What this task involves: Reproduce the data below verbatim, starting at its first line and ending after the line that contains "155L304 159L306 153L294", with that line included.

Data lines:
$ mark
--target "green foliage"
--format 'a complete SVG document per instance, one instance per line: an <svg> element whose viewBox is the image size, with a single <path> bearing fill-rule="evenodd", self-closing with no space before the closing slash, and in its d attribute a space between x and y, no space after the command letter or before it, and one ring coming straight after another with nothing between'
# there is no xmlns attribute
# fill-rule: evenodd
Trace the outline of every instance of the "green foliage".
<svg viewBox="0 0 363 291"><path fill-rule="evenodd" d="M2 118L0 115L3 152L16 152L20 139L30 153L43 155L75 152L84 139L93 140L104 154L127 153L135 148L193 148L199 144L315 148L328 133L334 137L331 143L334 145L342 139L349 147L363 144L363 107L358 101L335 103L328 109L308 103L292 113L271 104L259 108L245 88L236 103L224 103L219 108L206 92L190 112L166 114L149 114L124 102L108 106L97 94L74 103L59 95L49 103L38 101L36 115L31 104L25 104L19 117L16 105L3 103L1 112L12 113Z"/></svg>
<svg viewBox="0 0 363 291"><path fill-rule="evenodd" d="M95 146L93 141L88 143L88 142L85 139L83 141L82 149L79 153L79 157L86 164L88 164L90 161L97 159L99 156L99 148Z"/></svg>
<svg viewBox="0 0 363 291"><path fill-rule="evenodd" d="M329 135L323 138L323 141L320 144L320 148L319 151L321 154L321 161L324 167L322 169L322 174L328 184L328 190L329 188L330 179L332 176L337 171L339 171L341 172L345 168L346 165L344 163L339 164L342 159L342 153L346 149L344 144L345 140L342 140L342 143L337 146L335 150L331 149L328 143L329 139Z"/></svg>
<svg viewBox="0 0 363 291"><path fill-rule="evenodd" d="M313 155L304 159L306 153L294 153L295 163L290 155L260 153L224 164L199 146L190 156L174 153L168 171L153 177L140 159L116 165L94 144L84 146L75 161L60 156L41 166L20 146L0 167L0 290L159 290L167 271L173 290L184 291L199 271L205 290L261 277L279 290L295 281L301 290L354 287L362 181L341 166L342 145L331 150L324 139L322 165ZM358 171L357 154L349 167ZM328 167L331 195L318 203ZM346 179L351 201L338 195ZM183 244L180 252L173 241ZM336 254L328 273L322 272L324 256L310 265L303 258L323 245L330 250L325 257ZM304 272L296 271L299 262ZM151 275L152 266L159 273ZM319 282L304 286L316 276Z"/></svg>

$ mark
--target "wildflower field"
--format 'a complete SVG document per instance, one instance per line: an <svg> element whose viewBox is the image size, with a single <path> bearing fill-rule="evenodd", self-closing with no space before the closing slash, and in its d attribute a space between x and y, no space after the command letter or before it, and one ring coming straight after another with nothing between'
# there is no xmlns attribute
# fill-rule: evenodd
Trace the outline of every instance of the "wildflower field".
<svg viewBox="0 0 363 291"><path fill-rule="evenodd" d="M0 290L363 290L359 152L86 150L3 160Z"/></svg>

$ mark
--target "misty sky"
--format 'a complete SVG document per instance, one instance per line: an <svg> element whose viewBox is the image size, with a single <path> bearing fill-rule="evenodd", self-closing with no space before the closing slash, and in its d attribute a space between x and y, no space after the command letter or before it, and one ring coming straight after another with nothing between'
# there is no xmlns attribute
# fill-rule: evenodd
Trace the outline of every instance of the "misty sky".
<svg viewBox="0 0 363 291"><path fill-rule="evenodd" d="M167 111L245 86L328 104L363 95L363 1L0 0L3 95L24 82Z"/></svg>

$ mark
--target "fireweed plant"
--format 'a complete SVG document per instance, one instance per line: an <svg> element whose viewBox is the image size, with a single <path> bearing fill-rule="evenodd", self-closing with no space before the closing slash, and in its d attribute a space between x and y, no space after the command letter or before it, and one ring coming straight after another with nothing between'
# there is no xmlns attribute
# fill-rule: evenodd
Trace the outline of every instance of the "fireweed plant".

Task result:
$ mark
--target "green foliage"
--format 'a complete SVG document per instance, one instance per line: an <svg> element whose viewBox is the image size, with a single <path> bearing fill-rule="evenodd", self-closing with no space before the closing slash, and in its d attribute a space between x and y, no space after the command letter or before it, and one ring coming straight after another with nothing between'
# there is no xmlns attribute
# fill-rule: evenodd
Trace the outline of every instance of the "green foliage".
<svg viewBox="0 0 363 291"><path fill-rule="evenodd" d="M2 118L0 115L3 152L16 152L20 139L30 153L43 155L75 152L84 139L93 140L104 154L127 153L135 148L193 148L199 144L315 148L328 133L334 137L331 143L334 145L342 139L349 147L363 144L363 107L358 101L335 103L328 109L308 103L292 113L271 104L259 108L245 88L236 103L224 103L219 108L206 92L190 112L166 114L149 114L124 102L108 106L97 94L74 103L59 95L49 103L38 101L36 115L31 104L25 104L19 117L16 105L3 103L1 112L12 113Z"/></svg>
<svg viewBox="0 0 363 291"><path fill-rule="evenodd" d="M95 146L93 141L88 143L88 142L85 139L83 141L82 149L79 153L79 157L86 164L88 164L90 161L97 159L99 156L99 148Z"/></svg>
<svg viewBox="0 0 363 291"><path fill-rule="evenodd" d="M329 135L323 138L323 141L320 144L320 148L319 151L321 154L321 161L324 167L322 169L322 174L328 184L328 190L329 188L330 179L332 176L337 171L339 171L341 172L345 168L346 165L344 163L339 164L342 159L342 153L346 149L344 144L345 140L342 140L342 143L337 146L335 150L331 149L328 143L329 139Z"/></svg>
<svg viewBox="0 0 363 291"><path fill-rule="evenodd" d="M313 155L304 159L306 153L294 153L295 163L290 155L260 153L224 164L199 146L190 156L174 153L168 171L153 177L140 159L116 165L94 144L84 146L75 161L60 156L41 166L20 146L0 167L0 290L159 290L167 271L173 290L184 291L199 271L205 290L261 277L279 290L295 281L301 290L354 287L362 181L341 166L342 145L331 150L324 139L322 165ZM358 171L357 154L349 167ZM328 167L331 195L318 203ZM346 179L351 201L338 195ZM183 244L180 252L173 241ZM336 254L328 273L322 272L324 256L310 265L303 258L323 245L330 250L325 257ZM304 272L296 271L299 262ZM151 275L152 266L159 273ZM319 282L304 286L316 276Z"/></svg>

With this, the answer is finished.